Labeled region lines:

=-=-=-=-=

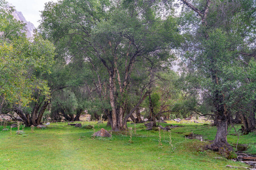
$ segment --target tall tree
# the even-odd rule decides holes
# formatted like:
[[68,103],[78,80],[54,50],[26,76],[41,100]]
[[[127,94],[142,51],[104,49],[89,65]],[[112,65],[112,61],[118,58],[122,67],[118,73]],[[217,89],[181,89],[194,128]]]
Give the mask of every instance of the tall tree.
[[98,71],[104,70],[111,105],[106,113],[114,130],[126,128],[129,117],[147,95],[146,85],[140,100],[126,112],[131,74],[137,63],[143,64],[143,58],[150,57],[158,63],[167,61],[167,48],[179,44],[175,20],[171,16],[162,20],[155,7],[143,1],[64,0],[47,4],[42,12],[40,28],[46,36],[57,44],[66,42],[68,54],[83,56],[91,64],[100,96],[104,90]]
[[181,22],[187,39],[183,54],[191,64],[191,73],[197,75],[199,88],[208,94],[214,108],[217,131],[209,148],[229,153],[233,151],[226,139],[230,110],[239,102],[234,94],[248,85],[244,83],[245,67],[240,64],[244,61],[241,47],[248,44],[240,31],[242,27],[237,26],[242,22],[243,1],[197,1],[195,5],[181,1],[186,11],[181,17],[187,21]]
[[[53,62],[54,48],[36,35],[33,42],[26,38],[24,25],[11,15],[13,8],[0,3],[0,113],[15,112],[26,126],[40,122],[42,117],[24,112],[37,99],[37,92],[49,97],[47,82],[39,75],[48,74]],[[39,115],[42,115],[42,113]],[[35,125],[36,125],[35,124]]]

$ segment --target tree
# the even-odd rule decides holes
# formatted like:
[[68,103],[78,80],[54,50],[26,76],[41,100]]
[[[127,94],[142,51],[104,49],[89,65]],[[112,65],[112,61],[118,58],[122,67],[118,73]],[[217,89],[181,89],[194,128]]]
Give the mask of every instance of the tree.
[[244,83],[245,67],[240,64],[244,61],[240,47],[248,44],[244,43],[245,36],[240,31],[242,27],[232,22],[242,22],[240,16],[243,2],[199,1],[196,6],[181,1],[188,7],[184,10],[194,12],[183,14],[189,18],[183,29],[187,39],[184,56],[192,66],[189,71],[199,80],[199,88],[208,95],[214,106],[217,131],[208,147],[228,154],[233,151],[226,140],[230,110],[240,100],[235,94],[248,86]]
[[[49,41],[36,35],[30,42],[23,33],[24,25],[11,15],[13,9],[1,3],[0,41],[0,113],[15,112],[26,126],[40,123],[43,113],[31,117],[24,112],[32,101],[34,92],[49,97],[46,80],[39,78],[42,74],[49,73],[53,62],[54,48]],[[44,108],[45,109],[45,108]],[[35,123],[35,122],[37,123]]]
[[[167,47],[179,44],[175,20],[171,16],[162,20],[154,7],[155,4],[143,1],[65,0],[48,3],[42,12],[40,28],[46,36],[56,44],[65,42],[66,53],[82,56],[91,65],[100,97],[105,83],[105,99],[111,106],[105,113],[114,130],[126,128],[129,117],[146,98],[146,87],[152,83],[144,86],[139,100],[127,112],[126,96],[131,90],[134,67],[149,58],[158,63],[167,61]],[[103,75],[99,74],[101,70]]]

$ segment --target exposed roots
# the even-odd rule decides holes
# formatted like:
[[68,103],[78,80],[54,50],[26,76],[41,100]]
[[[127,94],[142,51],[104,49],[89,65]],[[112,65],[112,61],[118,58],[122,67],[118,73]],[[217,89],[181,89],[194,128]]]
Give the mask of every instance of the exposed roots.
[[232,146],[228,142],[213,142],[205,146],[205,149],[218,152],[221,155],[228,159],[233,159],[237,156]]

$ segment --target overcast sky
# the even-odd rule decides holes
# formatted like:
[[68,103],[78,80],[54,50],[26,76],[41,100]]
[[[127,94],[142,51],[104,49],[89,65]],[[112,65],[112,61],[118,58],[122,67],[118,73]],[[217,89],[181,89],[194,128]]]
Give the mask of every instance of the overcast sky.
[[40,20],[40,12],[44,8],[44,3],[49,1],[57,2],[58,0],[6,0],[15,7],[18,11],[20,11],[25,17],[26,20],[30,22],[36,28]]

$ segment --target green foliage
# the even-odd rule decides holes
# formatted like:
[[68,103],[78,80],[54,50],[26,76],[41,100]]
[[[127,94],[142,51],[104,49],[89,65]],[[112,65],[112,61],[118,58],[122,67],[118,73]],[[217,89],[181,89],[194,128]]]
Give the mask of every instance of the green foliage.
[[36,75],[48,72],[53,63],[54,48],[36,36],[32,42],[26,39],[0,44],[0,94],[4,101],[25,106],[36,99],[36,90],[49,95],[45,80]]

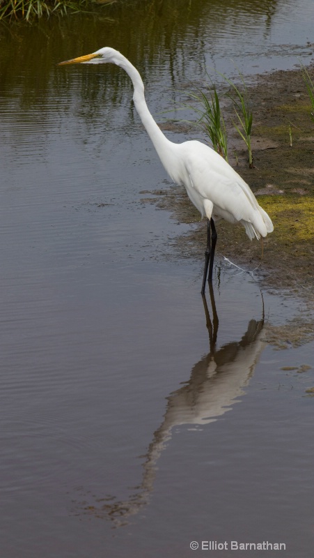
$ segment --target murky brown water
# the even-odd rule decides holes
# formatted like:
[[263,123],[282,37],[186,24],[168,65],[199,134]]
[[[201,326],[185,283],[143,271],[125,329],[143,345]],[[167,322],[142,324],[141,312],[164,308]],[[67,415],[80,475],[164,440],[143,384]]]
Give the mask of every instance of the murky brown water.
[[265,341],[306,307],[217,259],[214,347],[199,263],[171,259],[187,226],[141,201],[168,181],[127,76],[56,63],[119,49],[162,119],[205,63],[308,60],[312,10],[177,0],[0,30],[1,556],[311,555],[313,344]]

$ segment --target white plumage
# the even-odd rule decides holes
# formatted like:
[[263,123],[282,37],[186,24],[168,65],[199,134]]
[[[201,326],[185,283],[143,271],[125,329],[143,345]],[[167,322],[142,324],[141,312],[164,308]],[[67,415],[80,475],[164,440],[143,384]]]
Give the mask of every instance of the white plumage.
[[174,144],[166,137],[148,110],[141,75],[120,52],[106,47],[61,64],[109,62],[122,68],[131,78],[137,112],[166,171],[174,182],[185,187],[192,204],[202,217],[206,216],[208,220],[203,293],[209,264],[208,280],[212,281],[217,239],[214,218],[220,217],[229,223],[241,223],[251,240],[254,236],[258,239],[272,232],[274,229],[272,220],[258,204],[249,186],[216,151],[196,140]]

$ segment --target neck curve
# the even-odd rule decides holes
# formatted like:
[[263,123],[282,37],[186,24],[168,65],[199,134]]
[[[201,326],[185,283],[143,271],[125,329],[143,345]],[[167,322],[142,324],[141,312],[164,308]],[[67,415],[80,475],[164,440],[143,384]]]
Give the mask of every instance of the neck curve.
[[169,149],[169,145],[173,144],[163,134],[148,110],[145,100],[144,84],[139,72],[127,59],[120,52],[118,52],[118,51],[112,61],[122,68],[130,77],[134,87],[133,100],[136,111],[162,163],[164,166],[166,166],[167,151]]

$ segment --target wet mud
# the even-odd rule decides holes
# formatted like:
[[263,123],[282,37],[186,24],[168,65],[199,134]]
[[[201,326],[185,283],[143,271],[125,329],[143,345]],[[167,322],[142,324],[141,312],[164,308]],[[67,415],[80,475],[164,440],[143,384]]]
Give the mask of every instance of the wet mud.
[[[313,80],[313,67],[307,70]],[[314,122],[301,70],[258,76],[248,92],[253,114],[254,168],[249,168],[246,146],[233,126],[232,106],[227,105],[229,161],[269,214],[274,230],[263,241],[261,259],[261,243],[250,242],[242,227],[221,220],[217,252],[246,269],[257,268],[255,273],[265,286],[287,289],[313,303]],[[166,133],[177,128],[193,137],[192,128],[187,130],[185,125],[167,123],[161,127]],[[185,189],[169,184],[142,193],[143,202],[171,211],[179,222],[196,224],[175,239],[175,248],[180,257],[203,259],[206,224],[200,223]]]

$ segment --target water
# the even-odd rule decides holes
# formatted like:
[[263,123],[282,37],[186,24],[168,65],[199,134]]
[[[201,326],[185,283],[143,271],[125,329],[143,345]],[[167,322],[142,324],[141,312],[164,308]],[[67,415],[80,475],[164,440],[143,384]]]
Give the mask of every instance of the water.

=-=-=-=-=

**EXERCISE**
Format the lines above as a JSON list of strings, one string per line with blank lines dropped, starting with the line containing "segment --target water" and continuing through the last line.

**REPLY TO THE TASK**
[
  "$ segment --target water",
  "# the even-odd rule decides holes",
  "# formatted like:",
  "[[263,123],[282,37],[186,24],[168,65],[199,134]]",
  "[[[201,326],[185,283],[143,271],[125,329],[143,345]],[[167,322],[142,324],[141,312],[164,308]],[[67,415],[80,475],[164,440],[143,384]]]",
  "Give the mask of every instance of the water."
]